Instructions →
(a) Quote the passage on French Riviera towns word for word, taking everything from "St Raphael is" down to "style each other.".
(b) Write what comes next in the passage on French Riviera towns, picking up right after its final sentence.

St Raphael is another contrast. This is silver city. Thousands of refugees
from the northern winter have retired here and it has a slightly down
market feel to the place as does Frejus next door. Property is cheap
and although more attractive than Bournemouth, it has that kind of feel
to it. That might be a little unfair. The weather is a LOT better than
Bournemouth and the greys wear clothes with a tad more style. St Maxime,
on the other hand, is smaller, yet has a kind of sparkle. With lots
of restaurants (of differing quality) it is a natural stop on the way
to Cannes or back to St Tropez. If I was going to chose to live all
year around though, Cannes is the best choice. It is more sophisticated,
has cinemas that show version original and some excellent
coffee bars that are crowded with people trying to out style each other.
Winter in Port Grimaud if you wish, but like the villages in the hills
that surround it, these places only come alive in the summer months
(April to September) and youll be living with the dead in winter.
The silence might be hard to bear.

Portion of a data file →
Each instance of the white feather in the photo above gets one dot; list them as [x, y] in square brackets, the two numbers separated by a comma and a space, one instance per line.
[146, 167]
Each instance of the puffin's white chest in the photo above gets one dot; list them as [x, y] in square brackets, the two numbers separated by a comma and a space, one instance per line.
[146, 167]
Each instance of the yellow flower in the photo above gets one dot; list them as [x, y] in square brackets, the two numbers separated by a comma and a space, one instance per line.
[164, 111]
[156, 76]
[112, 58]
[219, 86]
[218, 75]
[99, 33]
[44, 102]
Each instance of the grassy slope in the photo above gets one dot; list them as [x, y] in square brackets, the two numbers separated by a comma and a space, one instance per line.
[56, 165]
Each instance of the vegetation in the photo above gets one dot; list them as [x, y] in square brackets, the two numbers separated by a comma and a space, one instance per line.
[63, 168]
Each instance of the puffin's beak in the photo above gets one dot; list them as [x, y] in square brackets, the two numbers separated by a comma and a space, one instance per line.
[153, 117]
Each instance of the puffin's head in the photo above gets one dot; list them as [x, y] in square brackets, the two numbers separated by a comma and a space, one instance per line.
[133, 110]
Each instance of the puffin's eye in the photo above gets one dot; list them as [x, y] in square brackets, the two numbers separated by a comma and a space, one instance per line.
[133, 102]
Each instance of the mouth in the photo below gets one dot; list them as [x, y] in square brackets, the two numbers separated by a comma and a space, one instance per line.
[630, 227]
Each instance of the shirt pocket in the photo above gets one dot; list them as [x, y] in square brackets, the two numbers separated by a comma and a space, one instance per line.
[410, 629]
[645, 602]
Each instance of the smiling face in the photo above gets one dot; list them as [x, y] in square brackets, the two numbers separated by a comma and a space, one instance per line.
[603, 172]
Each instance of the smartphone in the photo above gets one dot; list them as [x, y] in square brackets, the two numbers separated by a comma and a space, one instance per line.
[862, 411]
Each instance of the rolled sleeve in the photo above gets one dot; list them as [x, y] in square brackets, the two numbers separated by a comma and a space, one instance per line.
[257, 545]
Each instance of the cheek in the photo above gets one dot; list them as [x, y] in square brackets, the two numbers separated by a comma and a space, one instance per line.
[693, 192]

Answers to the exercises →
(a)
St Raphael is another contrast. This is silver city. Thousands of refugees
from the northern winter have retired here and it has a slightly down
market feel to the place as does Frejus next door. Property is cheap
and although more attractive than Bournemouth, it has that kind of feel
to it. That might be a little unfair. The weather is a LOT better than
Bournemouth and the greys wear clothes with a tad more style. St Maxime,
on the other hand, is smaller, yet has a kind of sparkle. With lots
of restaurants (of differing quality) it is a natural stop on the way
to Cannes or back to St Tropez. If I was going to chose to live all
year around though, Cannes is the best choice. It is more sophisticated,
has cinemas that show version original and some excellent
coffee bars that are crowded with people trying to out style each other.

(b)
Curiously, although southern France is lifeless in winter, just across
the border in northern Spain, it is incredibly alive. Crossing the unmanned
borders to go to Barcelona on the Med or San Sebastian on the Atlantic
side is like going from Sleepy Hollow to New York City, it is that bigger
a contrast. Something one should consider if you are thinking about
buying a home out here to escape the cold weather. In the end, either
you will like the slow pace of southern France or the spicier Northern
Spain. Oddly enough, the price of property is similar, although it is
far cheaper to buy in Spain and simpler too. In France, lawyers have
to be paid which will account for twenty percent on top of the price,
massive deposits found and you cannot back out of a deal under any circumstances
once you have committed! So either have the ready cash or better yet,
find a friend who has a place in France and just cant quite tear
themselves away from the shopping in Fifth Avenue or Bond Street. The
kind that wouldnt be seen dead on an EasyJet flight. But you dont
mind, pride is for those who can afford it, right?
Its your call, city life or solitude. For my money, Cannes is
best, you have everything you need and sunshine and that cant
Think then of this. The novel you intended to write, that picture you
wanted to paint, that life you wanted to live, its here now, just
waiting for you in the winter sun.
© Marcel D'Agneau 2000 (Written just before the Euro emerged to ruin everything)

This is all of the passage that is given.